* Exercise *
Copy the material below line for line, exactly as it stands, but leave out the pictures.

* Source data *
* begin *
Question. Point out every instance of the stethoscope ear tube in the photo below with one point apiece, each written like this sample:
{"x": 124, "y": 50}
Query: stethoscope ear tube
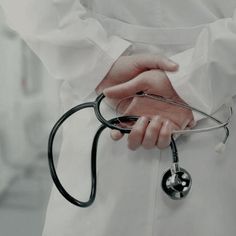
{"x": 176, "y": 182}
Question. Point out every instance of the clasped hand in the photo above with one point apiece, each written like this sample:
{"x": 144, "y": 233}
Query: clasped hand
{"x": 158, "y": 120}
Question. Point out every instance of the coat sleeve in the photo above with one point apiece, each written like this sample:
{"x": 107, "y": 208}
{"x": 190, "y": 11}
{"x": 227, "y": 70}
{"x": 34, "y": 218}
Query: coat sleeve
{"x": 206, "y": 77}
{"x": 70, "y": 43}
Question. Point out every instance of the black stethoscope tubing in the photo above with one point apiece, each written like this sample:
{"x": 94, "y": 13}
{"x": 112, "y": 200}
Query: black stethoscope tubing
{"x": 105, "y": 124}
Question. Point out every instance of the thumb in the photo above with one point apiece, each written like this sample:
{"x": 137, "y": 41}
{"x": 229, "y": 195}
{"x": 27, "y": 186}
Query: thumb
{"x": 152, "y": 61}
{"x": 126, "y": 89}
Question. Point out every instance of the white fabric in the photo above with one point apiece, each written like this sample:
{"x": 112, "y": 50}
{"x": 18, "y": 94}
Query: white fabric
{"x": 78, "y": 41}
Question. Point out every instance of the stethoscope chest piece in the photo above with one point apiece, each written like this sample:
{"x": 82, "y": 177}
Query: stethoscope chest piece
{"x": 176, "y": 182}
* end *
* Exercise result *
Question. Point out every instance of the stethoscope ear tube in the photo below with one point apiece, each written like this sample:
{"x": 124, "y": 50}
Query: stethoscope ear tube
{"x": 176, "y": 182}
Question. Point out every instance of the clasped hand in the photo above with one point apiece, each written like this sample:
{"x": 144, "y": 233}
Query: clasped hand
{"x": 158, "y": 120}
Question. Point out every instance of the coat sleeve in the photo above with one point apiece, each written like this sample:
{"x": 107, "y": 208}
{"x": 190, "y": 11}
{"x": 227, "y": 70}
{"x": 34, "y": 218}
Query: coat sleeve
{"x": 206, "y": 77}
{"x": 70, "y": 43}
Question. Point out every instance of the black stethoscope tubing in the photo above with one point apiece, each written like this sample:
{"x": 94, "y": 13}
{"x": 112, "y": 200}
Query: black stethoscope tubing
{"x": 105, "y": 124}
Question. Point out every instance of the thumb in the photo above with one point apiece, each written like this sample:
{"x": 137, "y": 41}
{"x": 229, "y": 195}
{"x": 27, "y": 186}
Query: thumb
{"x": 152, "y": 61}
{"x": 126, "y": 89}
Question. Point out every instance of the white fabric in the photo above with one point apiece, each written like this sample:
{"x": 112, "y": 50}
{"x": 18, "y": 94}
Query: white fabric
{"x": 78, "y": 41}
Question. Point out every instance of the stethoscope chest piece in the photo above with one point apiece, each written like this sample:
{"x": 82, "y": 177}
Query: stethoscope chest piece
{"x": 176, "y": 182}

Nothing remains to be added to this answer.